- TASK TO COMPLETE: Copy out the data below. Leave nothing out and alter nothing.

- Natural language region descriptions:
────────────────────
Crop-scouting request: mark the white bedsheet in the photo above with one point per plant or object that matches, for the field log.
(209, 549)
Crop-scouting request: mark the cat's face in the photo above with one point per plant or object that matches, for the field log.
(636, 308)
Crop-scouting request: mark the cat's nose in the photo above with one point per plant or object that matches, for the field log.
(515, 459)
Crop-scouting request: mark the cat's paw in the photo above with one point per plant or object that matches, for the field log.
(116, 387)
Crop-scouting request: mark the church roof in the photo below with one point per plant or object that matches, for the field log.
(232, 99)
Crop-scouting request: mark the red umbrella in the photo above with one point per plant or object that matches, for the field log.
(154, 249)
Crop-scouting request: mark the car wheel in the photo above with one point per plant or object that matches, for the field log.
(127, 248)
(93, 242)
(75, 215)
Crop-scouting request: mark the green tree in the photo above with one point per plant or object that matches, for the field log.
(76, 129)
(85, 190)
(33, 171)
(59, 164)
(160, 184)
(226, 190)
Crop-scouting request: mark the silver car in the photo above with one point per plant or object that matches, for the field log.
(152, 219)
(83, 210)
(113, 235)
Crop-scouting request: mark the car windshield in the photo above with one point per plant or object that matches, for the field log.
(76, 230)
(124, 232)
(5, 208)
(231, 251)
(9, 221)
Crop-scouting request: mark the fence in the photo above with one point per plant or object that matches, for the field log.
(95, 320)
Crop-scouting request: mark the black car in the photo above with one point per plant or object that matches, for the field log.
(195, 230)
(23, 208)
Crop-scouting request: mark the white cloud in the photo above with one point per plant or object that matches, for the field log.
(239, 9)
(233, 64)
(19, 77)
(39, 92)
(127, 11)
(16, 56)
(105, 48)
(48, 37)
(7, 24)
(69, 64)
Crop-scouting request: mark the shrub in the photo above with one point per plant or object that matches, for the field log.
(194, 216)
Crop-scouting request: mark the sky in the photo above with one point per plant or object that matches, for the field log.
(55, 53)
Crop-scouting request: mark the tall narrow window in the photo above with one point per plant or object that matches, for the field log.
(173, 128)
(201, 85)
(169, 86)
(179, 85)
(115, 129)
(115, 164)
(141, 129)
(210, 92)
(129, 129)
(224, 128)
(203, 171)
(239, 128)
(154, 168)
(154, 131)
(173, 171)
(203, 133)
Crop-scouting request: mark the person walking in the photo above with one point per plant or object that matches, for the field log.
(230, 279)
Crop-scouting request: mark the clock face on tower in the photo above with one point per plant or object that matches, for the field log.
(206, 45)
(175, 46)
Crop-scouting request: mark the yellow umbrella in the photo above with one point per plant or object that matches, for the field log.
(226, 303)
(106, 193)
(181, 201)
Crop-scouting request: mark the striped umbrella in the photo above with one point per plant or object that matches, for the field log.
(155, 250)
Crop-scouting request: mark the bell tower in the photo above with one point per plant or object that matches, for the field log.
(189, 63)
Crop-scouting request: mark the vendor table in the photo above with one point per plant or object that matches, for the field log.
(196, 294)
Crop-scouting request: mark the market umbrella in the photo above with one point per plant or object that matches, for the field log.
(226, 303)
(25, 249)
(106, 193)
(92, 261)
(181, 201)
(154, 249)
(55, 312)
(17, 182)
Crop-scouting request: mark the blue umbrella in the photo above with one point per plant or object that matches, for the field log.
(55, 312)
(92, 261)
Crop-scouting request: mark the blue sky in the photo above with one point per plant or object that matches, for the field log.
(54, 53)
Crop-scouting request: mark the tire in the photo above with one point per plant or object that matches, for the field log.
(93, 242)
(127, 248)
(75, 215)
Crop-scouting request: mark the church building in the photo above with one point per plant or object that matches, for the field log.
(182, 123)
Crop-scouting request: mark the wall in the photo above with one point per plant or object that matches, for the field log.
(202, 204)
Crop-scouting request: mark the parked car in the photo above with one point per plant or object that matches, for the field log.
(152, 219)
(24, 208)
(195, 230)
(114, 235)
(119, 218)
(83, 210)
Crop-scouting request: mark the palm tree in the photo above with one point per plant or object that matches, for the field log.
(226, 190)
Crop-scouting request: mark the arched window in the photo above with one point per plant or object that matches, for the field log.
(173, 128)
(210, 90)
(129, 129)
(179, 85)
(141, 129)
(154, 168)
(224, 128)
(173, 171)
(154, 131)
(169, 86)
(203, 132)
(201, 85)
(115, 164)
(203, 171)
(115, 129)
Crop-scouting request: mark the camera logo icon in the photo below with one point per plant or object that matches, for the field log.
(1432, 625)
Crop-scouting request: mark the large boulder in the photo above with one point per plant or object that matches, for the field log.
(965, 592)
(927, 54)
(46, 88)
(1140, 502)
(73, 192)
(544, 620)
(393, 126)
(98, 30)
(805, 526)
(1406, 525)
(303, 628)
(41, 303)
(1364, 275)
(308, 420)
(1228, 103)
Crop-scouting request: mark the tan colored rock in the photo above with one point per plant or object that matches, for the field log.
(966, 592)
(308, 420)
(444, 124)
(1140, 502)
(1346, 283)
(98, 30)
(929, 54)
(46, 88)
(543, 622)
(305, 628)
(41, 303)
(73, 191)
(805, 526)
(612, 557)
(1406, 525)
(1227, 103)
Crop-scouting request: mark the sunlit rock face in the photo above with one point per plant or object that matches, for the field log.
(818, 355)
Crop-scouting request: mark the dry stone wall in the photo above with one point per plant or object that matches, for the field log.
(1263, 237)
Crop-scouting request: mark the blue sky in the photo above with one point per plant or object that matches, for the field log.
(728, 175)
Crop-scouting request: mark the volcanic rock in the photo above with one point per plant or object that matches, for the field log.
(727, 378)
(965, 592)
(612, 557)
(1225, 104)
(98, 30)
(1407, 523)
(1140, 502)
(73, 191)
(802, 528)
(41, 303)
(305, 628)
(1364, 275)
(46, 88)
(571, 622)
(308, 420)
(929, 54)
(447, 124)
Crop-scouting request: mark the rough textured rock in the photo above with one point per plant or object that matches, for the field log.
────────────────────
- RESULT OF THE EXERCISE:
Crop-scouting request: mark the white bedsheet in the photo above with one point per plant or object that matches, for the field log.
(209, 549)
Crop-scouting request: mark the cat's face in the photo above with one point per plant or object that matches, for the field log.
(636, 308)
Crop-scouting request: mark the cat's nose in the photo above with one point per plant or object that matches, for the field log.
(515, 459)
Crop-scouting request: mark the cat's paw in the photo above with one point per plant or object that matches, for the field log.
(116, 387)
Crop-scouting request: mark the church roof in the photo below with one point per plant or object that matches, for the field log.
(232, 99)
Crop-scouting request: mark the red umbrella in the photo above with one point per plant or object that matches, for the field log.
(154, 249)
Crop-scouting request: mark the car wheel in the photo above with one point per plant or object that matches, for the field log.
(127, 248)
(93, 242)
(75, 215)
Crop-scouting request: mark the green tree in the photo above with one point per plant or object that matches, for the field log.
(76, 129)
(85, 190)
(33, 171)
(59, 164)
(160, 184)
(226, 190)
Crop-scouting request: mark the silver car in the photo above with one point per plant or object that matches, for the field log.
(152, 219)
(83, 210)
(113, 235)
Crop-scouting request: mark the car windshield in the photo above with one point per plant or object that matches, for the field log.
(76, 230)
(124, 232)
(5, 208)
(231, 251)
(9, 221)
Crop-scouting request: mark the fence in the photo above with one point per plant or object that matches, for the field log.
(95, 320)
Crop-scouting request: mark the black car in the photo above with one point per plant or object that matches, for the field log.
(195, 230)
(23, 208)
Crop-scouting request: mark the white cloud in the photo above with one point per plant or object that matches, for the field log.
(239, 9)
(233, 64)
(19, 77)
(39, 92)
(127, 11)
(16, 56)
(105, 48)
(48, 37)
(7, 24)
(69, 64)
Crop-scouting request: mark the shrub in the photo above with one point per plant or object that matches, for the field log.
(194, 216)
Crop-scouting request: mark the sky in the photo above with one point per plant or object that matches, for the field log.
(55, 53)
Crop-scouting request: mark the tall narrow window in the photo above with one point per plant or object that matches, for the field log.
(173, 128)
(201, 85)
(169, 86)
(179, 85)
(115, 129)
(115, 164)
(141, 129)
(210, 92)
(129, 129)
(224, 128)
(203, 171)
(239, 128)
(154, 168)
(154, 131)
(173, 171)
(203, 133)
Crop-scouting request: mark the person walking in the photo above with one point per plant or object that matches, for the field log.
(230, 279)
Crop-scouting request: mark the clock face on tower in the photo above with one point per plant or object that matches, for the field log.
(206, 45)
(175, 46)
Crop-scouting request: mark the yellow umbrella in the photo above with one point per plant or object that matches, for the field log.
(226, 303)
(106, 193)
(181, 201)
Crop-scouting request: mark the striped umbrella in the photo above with one point per plant or object that matches, for the field log.
(155, 250)
Crop-scouting request: mark the bell tower in the photo above with one point per plant or object that matches, for the field log.
(189, 63)
Crop-scouting request: mark the vendor table in the photo above with one point per plant or object that matches, for the field log.
(196, 294)
Crop-scouting request: mark the market umbrella in the photo above with one point per plant or object that matches, for the field log.
(226, 303)
(25, 249)
(106, 193)
(92, 261)
(181, 201)
(154, 249)
(55, 312)
(17, 182)
Crop-scouting request: mark the blue umbrella in the photo above with one point per plant or object that matches, for the field log.
(55, 312)
(92, 261)
Crop-scouting request: mark the blue sky in the photo above with one point per plant or object that matches, for the field log.
(54, 53)
Crop-scouting request: mark the tire in the photo above with one point per plant or object that matches, for the field log.
(93, 242)
(127, 248)
(75, 215)
Crop-scouting request: mark the church building in the photo above with one point per plant or object that matches, for the field log.
(182, 123)
Crop-scouting request: mark the wall in the photo above with one point per plant or object that matches, for the field log.
(202, 204)
Crop-scouting request: mark the parked car in the photo above with one point per plant or object that matches, for the field log.
(152, 219)
(24, 208)
(195, 230)
(114, 235)
(119, 218)
(83, 210)
Crop-scouting request: mark the palm tree in the photo above with one point per plant or object that matches, for the field log.
(226, 190)
Crop-scouting request: mark the arched window in the photo above with one point per plant or object that matches, for the field log.
(173, 128)
(210, 90)
(129, 129)
(179, 85)
(141, 129)
(154, 168)
(224, 128)
(173, 171)
(154, 131)
(169, 86)
(203, 132)
(201, 85)
(115, 164)
(203, 171)
(115, 129)
Crop-scouting request: mark the camera logo icon in the photo below with one point per plant or object that matches, for the field log.
(1432, 625)
Crop-scouting request: mark the large boulder in the photo above with one point per plant or object that matches, for the field log.
(965, 592)
(927, 54)
(46, 88)
(1140, 502)
(73, 192)
(544, 620)
(393, 126)
(98, 30)
(805, 526)
(1406, 525)
(303, 628)
(41, 303)
(1364, 275)
(308, 420)
(1228, 103)
Crop-scouting request: mark the tan colored rock in the photo above with one point per plant or object that matches, for the field log.
(966, 592)
(308, 420)
(444, 124)
(1140, 502)
(1346, 283)
(98, 30)
(929, 54)
(46, 88)
(543, 622)
(305, 628)
(41, 303)
(73, 191)
(805, 526)
(612, 557)
(1406, 525)
(1227, 103)
Crop-scouting request: mark the sunlit rock face in the photo above with one point per plant or object that matches, for the field log.
(818, 355)
Crop-scouting request: mark the dry stone wall in the photo above with one point per plant or object that matches, for the field log.
(1263, 237)
Crop-scouting request: mark the blue sky in the photo above with one point per plant or object that matches, for the field log.
(728, 175)
Crop-scouting request: mark the volcanic rock in the photo above with one point per plant or object that matches, for the field log.
(727, 378)
(965, 592)
(612, 557)
(1225, 104)
(98, 30)
(1407, 523)
(1140, 502)
(73, 191)
(802, 528)
(41, 303)
(305, 628)
(1364, 275)
(46, 88)
(571, 622)
(308, 420)
(929, 54)
(447, 124)
Crop-scouting request: mark the rough textured rock in the photo above with one point per plant or object that matches, for the field log.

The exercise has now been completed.